## Extract to read
# Can an OP have a thread closed.



## boyblue (Jul 8, 2005)

If I am the OP and I ask that a thread be closed, what happens then?  Does the administrator take my request under advisement or is he/she obligated to close the thread?

How does that work?


----------



## TTom (Jul 8, 2005)

I don't know that there is an "official" policy on closing threads.

However, as a Moderator, I would tend to honor the OP's request, unless there was valuable information and discussion ongoing about the topic.  I would not make a decision based solely on the interests of the OP.  

Others might act differently.  There is a lot of latitude given to the Moderators.

Tom


----------



## boyblue (Jul 8, 2005)

Actually I was just wondering if PatH wanted, could she stop that runaway thread over in the lounge.

Another question, is it ok to use color?  I was tempted to use it from the new BBS started but no one else was using it so I refrained.  Today I saw Fern use it in a post so I followed suit.

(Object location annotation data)
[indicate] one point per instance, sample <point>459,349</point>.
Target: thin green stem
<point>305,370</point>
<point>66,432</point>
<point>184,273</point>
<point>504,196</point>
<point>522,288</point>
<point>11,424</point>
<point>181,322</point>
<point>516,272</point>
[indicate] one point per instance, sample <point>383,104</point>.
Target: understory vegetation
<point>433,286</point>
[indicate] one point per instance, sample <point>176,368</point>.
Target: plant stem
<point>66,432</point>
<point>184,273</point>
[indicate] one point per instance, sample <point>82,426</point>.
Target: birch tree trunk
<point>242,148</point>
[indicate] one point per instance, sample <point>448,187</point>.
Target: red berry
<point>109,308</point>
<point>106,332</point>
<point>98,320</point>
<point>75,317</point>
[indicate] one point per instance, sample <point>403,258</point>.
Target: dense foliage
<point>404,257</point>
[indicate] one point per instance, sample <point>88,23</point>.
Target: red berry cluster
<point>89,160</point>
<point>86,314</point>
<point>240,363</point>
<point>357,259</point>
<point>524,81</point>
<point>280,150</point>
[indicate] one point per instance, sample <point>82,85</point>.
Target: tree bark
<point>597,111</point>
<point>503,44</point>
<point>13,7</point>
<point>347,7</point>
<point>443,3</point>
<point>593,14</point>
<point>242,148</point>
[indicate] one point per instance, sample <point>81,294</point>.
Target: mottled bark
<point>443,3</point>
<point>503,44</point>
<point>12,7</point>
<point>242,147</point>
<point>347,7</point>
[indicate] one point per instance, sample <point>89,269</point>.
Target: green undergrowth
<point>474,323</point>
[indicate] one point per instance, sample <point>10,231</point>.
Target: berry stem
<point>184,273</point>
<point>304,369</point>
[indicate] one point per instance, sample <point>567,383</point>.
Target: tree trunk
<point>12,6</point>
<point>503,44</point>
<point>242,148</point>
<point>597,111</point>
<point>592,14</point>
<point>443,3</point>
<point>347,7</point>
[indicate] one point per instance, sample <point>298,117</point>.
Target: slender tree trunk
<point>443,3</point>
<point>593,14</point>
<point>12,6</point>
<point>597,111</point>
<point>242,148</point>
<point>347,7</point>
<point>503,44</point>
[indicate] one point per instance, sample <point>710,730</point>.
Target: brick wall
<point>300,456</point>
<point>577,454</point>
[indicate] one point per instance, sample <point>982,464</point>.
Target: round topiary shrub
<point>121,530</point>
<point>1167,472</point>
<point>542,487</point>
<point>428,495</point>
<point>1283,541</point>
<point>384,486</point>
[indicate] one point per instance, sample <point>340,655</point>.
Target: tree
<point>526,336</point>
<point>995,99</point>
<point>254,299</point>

## Exercises to complete
1 - Please copy everything in the forum thread about closing threads from "Others might act" down to "I followed suit.".
2 - Pick up the forum thread about closing threads at the point where it stops, and continue it.

## Answers given
1 -
Others might act differently.  There is a lot of latitude given to the Moderators.

Tom


----------



## boyblue (Jul 8, 2005)

Actually I was just wondering if PatH wanted, could she stop that runaway thread over in the lounge.

Another question, is it ok to use color?  I was tempted to use it from the new BBS started but no one else was using it so I refrained.  Today I saw Fern use it in a post so I followed suit.

2 -
----------



## Keitht (Jul 9, 2005)

Just a personal view on the question of using colour.  I find the black text much easier to read.  The occasional use of colour as emphasis is OK.  I'm far more interested in content than design.  As I already said, just a personal view.


----------



## Sydney (Jul 9, 2005)

Blue on blue is a bit hard to read.


----------



## Elli (Jul 9, 2005)

I agree with Keith - black text is much easier to read.

Elli


----------



## Cotswolder (Jul 10, 2005)

I also agree.
The black text is far better to read.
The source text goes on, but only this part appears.